• _PASSAGE_
The Walden Effect: Farming, simple living, permaculture, and invention.

Freezin' season

Cooking soup

It's now officially freezin' season!  The tomato crop is far smaller than I'd hoped for, but enough fruits are coming in to produce one or two big pots of soup per week, most of which ends up as winter meals.  And, as if to make up for the moderate tomato harvest, the green beans are extremely prolific this year, allowing me to freeze half a gallon at a time once or twice a week.  Add that on top of this spring's bountiful broccoli, plus the stir fry I'm experimentally freezing, and we've already got 8.5 gallons of winter vegetables socked away in the deep freeze (along with a bunch of homegrown and purchased meat).

[Point-based annotation data]
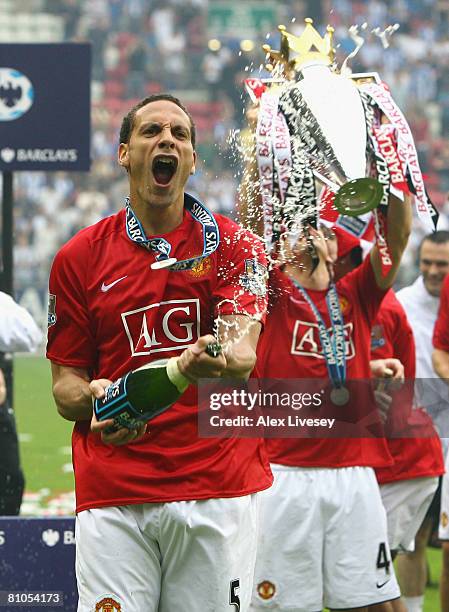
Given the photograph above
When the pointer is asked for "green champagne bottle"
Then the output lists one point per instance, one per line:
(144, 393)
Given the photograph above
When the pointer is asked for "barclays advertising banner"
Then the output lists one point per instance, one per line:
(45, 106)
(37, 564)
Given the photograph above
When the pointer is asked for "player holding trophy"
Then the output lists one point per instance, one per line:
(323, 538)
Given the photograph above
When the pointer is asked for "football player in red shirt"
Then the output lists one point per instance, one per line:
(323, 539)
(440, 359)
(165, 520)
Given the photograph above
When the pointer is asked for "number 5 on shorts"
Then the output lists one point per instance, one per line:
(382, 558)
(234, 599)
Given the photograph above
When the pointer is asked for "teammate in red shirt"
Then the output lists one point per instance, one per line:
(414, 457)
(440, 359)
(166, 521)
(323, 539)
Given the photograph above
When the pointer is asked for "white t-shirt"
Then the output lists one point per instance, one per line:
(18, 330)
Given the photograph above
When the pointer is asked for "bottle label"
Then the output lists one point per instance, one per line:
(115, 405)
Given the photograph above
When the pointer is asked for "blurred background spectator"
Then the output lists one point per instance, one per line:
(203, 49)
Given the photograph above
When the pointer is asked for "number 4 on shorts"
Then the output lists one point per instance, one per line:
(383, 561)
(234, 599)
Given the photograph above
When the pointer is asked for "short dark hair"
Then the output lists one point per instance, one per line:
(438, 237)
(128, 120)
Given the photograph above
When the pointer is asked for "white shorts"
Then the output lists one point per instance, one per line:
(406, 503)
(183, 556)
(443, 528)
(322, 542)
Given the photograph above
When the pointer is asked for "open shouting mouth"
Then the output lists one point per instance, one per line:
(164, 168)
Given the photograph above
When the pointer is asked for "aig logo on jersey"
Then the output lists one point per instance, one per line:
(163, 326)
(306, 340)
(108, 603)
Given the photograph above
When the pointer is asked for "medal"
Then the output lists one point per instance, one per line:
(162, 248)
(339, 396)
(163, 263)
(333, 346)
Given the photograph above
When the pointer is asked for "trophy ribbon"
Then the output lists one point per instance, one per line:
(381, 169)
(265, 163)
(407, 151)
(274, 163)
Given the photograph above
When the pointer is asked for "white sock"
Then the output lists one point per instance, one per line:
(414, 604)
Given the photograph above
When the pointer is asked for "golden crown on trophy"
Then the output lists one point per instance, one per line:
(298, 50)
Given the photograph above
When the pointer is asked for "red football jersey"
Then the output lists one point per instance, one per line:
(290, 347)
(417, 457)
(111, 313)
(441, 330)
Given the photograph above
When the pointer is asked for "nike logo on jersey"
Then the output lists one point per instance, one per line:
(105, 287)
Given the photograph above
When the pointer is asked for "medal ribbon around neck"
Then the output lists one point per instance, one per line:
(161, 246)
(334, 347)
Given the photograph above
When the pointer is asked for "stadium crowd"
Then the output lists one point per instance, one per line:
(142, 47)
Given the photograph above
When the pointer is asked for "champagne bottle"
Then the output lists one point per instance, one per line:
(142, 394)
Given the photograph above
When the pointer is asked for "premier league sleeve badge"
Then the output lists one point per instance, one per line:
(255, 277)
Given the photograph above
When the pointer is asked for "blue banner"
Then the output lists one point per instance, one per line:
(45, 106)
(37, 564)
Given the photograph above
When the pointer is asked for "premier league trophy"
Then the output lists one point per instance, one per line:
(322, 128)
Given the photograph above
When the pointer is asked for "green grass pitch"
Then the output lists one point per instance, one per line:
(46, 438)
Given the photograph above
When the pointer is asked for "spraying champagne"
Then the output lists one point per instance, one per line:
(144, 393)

• _SET OF TASKS_
[A] Which crops does the freezing-season post name?
[B] According to the freezing-season post, how many gallons of winter vegetables are already in the deep freeze?
[C] Pick up the freezing-season post after its last sentence and keep writing.

• _SOLVED TASKS_
[A] Tomatoes, green beans, broccoli

[B] 8.5 gallons

[C]
Freezing green beans

Whenever I write about our winter stores, commenters always ask about our frozen-food goal for the year.  I'd post a link to my previously written answer, but we're constantly tweaking our diet to include more fresh produce even in the winter months, and are also streamlining non-fresh winter stores to include only the foods that taste best frozen and rethawed.  Last year, we had barely enough winter stores from 6.75 gallons of green beans, 11.25 gallons of vegetable soup, 0.6 gallons of sweet corn, and 0.25 gallons of tomatoes --- just shy of 19 gallons of vegetables total.  Since we plan to stock up on the same amount of storage vegetables (onions, garlic, sweet potatoes, carrots, cabbages, and butternut squash) and to continue pushing the weather boundaries with brussels sprouts, kale, and lettuce under quick hoops, twenty gallons in the freezer should do us this year as well.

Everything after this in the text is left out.